BEGIN LISTED ENTRIES

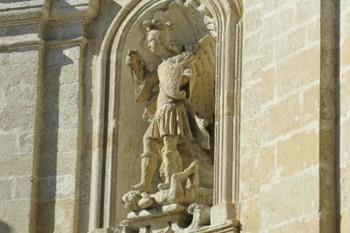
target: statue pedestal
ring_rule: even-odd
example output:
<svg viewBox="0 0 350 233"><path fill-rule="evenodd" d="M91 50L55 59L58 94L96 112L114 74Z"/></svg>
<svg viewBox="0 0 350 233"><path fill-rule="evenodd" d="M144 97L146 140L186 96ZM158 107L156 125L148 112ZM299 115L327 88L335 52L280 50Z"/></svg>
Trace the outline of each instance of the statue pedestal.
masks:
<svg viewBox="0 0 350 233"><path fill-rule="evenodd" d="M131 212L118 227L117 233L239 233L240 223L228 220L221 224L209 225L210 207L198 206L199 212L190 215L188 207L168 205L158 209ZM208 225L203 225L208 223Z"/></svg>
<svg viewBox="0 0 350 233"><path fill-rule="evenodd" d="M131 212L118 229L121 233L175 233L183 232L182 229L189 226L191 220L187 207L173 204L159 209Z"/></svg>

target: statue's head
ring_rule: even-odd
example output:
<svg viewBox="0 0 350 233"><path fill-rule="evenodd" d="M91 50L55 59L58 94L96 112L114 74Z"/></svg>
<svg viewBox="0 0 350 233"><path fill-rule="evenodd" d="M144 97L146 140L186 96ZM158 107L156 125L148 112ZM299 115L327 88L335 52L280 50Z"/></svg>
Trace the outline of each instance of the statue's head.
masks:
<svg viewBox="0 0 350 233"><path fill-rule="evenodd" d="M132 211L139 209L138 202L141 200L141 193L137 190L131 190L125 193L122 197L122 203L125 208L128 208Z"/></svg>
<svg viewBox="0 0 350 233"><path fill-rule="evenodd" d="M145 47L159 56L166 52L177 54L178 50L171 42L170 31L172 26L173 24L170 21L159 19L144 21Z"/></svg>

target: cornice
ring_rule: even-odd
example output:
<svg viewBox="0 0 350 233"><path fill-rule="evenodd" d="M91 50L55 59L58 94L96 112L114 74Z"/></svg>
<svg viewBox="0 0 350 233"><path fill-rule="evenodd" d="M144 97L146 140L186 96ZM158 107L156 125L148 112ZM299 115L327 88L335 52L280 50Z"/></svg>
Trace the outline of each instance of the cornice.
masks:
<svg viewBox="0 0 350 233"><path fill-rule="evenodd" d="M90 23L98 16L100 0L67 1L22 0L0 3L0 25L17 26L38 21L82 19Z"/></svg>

END LISTED ENTRIES
BEGIN LISTED ENTRIES

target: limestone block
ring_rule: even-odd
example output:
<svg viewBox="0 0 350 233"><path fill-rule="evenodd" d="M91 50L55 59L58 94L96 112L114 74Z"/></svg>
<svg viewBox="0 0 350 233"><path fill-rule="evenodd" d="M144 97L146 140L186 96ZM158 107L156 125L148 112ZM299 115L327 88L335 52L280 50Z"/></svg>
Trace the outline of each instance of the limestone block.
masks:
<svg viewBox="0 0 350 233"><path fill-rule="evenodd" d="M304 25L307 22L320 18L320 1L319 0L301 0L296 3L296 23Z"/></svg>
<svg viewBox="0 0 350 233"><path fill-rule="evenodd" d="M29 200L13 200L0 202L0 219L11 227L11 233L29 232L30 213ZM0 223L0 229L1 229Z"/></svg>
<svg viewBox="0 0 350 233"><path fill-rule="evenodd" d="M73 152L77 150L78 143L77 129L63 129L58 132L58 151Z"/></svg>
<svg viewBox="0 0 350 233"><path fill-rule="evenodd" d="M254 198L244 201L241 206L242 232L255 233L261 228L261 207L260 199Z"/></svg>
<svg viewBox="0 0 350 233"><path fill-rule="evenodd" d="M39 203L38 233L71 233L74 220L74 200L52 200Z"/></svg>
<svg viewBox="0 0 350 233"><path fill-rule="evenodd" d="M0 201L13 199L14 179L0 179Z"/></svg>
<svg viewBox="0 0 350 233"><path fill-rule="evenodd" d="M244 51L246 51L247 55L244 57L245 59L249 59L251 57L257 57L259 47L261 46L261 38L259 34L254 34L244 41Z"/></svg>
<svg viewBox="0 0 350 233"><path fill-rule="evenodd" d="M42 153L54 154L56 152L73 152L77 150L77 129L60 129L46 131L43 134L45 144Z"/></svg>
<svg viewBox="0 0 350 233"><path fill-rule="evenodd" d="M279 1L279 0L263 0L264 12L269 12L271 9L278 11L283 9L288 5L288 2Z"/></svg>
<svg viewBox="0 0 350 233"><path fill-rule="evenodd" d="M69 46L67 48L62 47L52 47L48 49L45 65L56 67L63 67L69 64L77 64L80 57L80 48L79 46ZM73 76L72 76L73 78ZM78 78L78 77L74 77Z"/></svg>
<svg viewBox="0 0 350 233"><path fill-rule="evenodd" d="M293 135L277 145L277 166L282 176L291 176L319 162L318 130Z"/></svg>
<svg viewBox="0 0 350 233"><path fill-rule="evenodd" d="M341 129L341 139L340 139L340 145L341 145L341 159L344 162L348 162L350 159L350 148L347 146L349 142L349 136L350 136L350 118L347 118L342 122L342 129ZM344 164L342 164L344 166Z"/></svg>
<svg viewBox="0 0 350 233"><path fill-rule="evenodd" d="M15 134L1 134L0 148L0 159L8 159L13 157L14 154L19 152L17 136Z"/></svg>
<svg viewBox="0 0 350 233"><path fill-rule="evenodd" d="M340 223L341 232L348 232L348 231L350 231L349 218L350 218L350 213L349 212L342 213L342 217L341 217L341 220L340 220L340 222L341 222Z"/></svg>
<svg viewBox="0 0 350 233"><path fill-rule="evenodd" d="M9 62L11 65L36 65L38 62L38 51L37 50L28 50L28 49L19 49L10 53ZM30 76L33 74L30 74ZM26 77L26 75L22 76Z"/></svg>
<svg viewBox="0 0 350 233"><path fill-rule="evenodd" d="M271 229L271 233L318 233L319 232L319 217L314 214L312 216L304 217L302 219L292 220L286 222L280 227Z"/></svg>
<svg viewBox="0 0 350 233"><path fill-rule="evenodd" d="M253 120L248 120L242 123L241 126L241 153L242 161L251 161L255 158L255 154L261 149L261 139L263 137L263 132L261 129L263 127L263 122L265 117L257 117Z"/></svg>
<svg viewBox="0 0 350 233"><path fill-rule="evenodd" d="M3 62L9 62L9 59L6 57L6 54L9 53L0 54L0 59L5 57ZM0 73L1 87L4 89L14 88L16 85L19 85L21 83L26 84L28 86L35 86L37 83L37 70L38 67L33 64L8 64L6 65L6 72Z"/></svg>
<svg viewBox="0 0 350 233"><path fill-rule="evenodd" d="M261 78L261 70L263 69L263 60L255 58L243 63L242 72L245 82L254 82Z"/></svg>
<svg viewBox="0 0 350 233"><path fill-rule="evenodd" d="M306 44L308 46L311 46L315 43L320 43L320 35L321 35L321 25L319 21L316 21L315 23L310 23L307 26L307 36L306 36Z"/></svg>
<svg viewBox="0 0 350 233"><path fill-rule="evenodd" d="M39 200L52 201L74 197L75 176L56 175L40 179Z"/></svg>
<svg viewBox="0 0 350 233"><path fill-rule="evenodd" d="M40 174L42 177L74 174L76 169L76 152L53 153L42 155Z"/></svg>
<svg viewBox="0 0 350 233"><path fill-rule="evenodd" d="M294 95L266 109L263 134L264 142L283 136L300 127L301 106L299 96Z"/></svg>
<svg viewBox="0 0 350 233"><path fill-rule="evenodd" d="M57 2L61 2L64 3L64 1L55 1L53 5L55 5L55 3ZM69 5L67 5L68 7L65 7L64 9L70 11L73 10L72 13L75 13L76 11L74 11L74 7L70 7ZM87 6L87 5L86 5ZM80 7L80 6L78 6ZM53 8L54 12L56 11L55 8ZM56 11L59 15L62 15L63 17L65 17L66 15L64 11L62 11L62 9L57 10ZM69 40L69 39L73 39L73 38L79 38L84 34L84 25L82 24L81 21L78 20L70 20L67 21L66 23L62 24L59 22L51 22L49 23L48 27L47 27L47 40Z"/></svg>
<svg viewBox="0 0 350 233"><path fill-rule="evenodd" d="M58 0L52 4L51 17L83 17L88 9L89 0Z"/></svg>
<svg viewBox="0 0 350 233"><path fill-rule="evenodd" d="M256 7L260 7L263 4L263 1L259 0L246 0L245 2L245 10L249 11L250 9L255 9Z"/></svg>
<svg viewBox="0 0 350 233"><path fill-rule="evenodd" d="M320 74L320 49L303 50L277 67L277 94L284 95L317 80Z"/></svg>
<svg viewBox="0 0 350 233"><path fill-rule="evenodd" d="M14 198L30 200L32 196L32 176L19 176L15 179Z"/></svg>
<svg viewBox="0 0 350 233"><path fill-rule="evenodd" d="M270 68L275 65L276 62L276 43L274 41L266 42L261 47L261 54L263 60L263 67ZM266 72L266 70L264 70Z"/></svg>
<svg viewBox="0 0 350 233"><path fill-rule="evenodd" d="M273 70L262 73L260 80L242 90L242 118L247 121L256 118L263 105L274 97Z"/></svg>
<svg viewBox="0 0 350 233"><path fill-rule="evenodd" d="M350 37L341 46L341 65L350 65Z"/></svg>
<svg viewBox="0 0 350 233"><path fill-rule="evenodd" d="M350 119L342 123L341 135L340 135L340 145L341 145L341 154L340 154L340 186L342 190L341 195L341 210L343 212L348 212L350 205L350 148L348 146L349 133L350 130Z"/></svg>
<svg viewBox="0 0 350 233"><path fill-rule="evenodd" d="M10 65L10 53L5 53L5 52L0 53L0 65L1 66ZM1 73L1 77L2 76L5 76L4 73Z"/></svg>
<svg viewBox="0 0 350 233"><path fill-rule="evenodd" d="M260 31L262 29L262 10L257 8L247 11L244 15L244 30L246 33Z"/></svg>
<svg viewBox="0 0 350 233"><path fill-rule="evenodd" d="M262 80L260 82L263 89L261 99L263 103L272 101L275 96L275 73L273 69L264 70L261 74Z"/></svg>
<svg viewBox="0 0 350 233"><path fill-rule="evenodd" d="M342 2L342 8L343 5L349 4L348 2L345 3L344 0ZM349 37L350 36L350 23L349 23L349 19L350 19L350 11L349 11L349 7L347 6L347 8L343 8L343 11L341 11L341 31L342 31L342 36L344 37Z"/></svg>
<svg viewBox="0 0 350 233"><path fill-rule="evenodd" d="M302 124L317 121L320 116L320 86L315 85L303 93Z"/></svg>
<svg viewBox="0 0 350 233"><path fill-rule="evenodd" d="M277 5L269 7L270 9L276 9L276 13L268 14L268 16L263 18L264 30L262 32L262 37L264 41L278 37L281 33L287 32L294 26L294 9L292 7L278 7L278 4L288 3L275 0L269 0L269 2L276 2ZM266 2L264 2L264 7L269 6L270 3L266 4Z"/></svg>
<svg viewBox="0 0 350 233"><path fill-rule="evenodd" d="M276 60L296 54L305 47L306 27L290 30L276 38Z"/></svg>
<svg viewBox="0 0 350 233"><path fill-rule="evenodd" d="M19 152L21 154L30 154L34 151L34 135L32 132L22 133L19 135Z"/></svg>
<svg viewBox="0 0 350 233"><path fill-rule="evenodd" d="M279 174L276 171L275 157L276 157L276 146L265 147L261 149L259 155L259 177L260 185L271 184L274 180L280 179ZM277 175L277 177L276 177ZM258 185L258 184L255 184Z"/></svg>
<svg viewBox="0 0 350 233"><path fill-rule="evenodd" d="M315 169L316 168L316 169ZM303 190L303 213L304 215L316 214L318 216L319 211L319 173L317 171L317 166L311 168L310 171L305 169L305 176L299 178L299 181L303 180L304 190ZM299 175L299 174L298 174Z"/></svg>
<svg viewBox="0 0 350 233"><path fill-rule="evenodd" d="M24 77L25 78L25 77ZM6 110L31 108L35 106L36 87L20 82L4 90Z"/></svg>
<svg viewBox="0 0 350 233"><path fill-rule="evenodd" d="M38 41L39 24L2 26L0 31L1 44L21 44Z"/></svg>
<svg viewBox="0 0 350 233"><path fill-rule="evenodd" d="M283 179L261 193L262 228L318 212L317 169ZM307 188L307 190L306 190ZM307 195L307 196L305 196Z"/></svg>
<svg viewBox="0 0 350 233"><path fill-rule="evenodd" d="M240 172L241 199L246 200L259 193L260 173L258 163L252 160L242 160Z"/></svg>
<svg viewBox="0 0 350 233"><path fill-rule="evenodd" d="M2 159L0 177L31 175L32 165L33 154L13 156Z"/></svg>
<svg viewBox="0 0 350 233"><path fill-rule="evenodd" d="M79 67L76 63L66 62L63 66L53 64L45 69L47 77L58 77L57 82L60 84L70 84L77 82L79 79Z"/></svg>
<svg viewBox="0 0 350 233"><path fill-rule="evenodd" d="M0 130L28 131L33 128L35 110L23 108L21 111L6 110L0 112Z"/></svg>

END LISTED ENTRIES

## EXERCISE GOAL
From the entries, report every line in which the string "instance" occurs.

## WRITTEN SOLUTION
Trace the outline of each instance of the statue pedestal.
Trace the outline of each instance of the statue's head.
Trace the outline of each instance of the cornice.
Trace the outline of each instance of the limestone block.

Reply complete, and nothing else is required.